Dataset excerpts |
▼▼▼
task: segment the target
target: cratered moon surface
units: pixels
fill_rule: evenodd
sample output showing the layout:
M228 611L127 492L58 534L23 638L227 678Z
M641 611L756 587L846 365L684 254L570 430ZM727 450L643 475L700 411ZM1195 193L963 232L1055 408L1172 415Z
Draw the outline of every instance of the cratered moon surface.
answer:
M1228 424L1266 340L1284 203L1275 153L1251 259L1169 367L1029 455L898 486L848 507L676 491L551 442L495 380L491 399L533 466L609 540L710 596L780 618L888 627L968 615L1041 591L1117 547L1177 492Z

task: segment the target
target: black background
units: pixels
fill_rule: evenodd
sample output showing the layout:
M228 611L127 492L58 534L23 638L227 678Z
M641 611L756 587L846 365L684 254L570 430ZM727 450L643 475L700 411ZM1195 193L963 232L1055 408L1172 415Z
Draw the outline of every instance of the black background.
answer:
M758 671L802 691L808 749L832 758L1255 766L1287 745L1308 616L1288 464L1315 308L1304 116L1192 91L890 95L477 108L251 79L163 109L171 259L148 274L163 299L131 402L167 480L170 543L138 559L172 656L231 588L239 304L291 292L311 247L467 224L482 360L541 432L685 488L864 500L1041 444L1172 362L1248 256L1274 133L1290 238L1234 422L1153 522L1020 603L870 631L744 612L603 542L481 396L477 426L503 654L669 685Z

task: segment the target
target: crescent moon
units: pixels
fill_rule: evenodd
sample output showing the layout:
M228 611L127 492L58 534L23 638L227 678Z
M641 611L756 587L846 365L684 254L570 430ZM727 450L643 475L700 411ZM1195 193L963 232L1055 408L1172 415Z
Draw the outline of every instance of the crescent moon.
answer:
▲▲▲
Aim | Return each entry from above without altering a single character.

Result |
task: segment the target
target: cratered moon surface
units: pixels
fill_rule: evenodd
sample output showing the layout:
M228 611L127 492L58 534L23 638L227 678Z
M641 611L756 587L846 365L684 254L570 430ZM727 450L643 475L700 411ZM1195 193L963 232L1055 408L1172 415Z
Draw the outline of every instance of the cratered moon surface.
answer:
M1228 424L1266 340L1284 203L1275 153L1251 259L1169 367L1029 455L898 486L848 507L676 491L551 442L495 380L491 399L533 466L609 540L710 596L780 618L888 627L968 615L1041 591L1117 547L1177 492Z

task: segment the target
target: black background
units: pixels
fill_rule: evenodd
sample output showing the layout:
M228 611L127 492L58 534L23 638L227 678Z
M641 611L756 587L846 365L684 254L570 430ZM727 450L643 475L700 411ZM1195 193L963 232L1055 408L1172 415Z
Draw the outline of every instance of the black background.
answer:
M758 671L802 691L808 749L832 758L1255 766L1287 745L1308 616L1288 464L1315 308L1304 116L1192 91L890 95L477 108L251 79L163 109L171 259L148 274L163 299L131 402L167 480L170 543L138 559L172 656L231 588L239 304L291 292L311 247L467 224L482 360L541 432L685 488L864 500L1041 444L1172 362L1248 256L1274 133L1290 238L1234 422L1153 522L1020 603L870 631L744 612L603 542L481 396L477 426L503 654L669 685Z

task: segment the target
target: crescent moon
units: pixels
fill_rule: evenodd
sample output showing the layout:
M228 611L127 492L58 534L23 638L227 678Z
M641 611L756 587L846 365L684 254L570 430ZM727 450L643 475L700 411ZM1195 193L963 232L1055 408L1172 415Z
Draw the outline of every instance of the crescent moon.
answer:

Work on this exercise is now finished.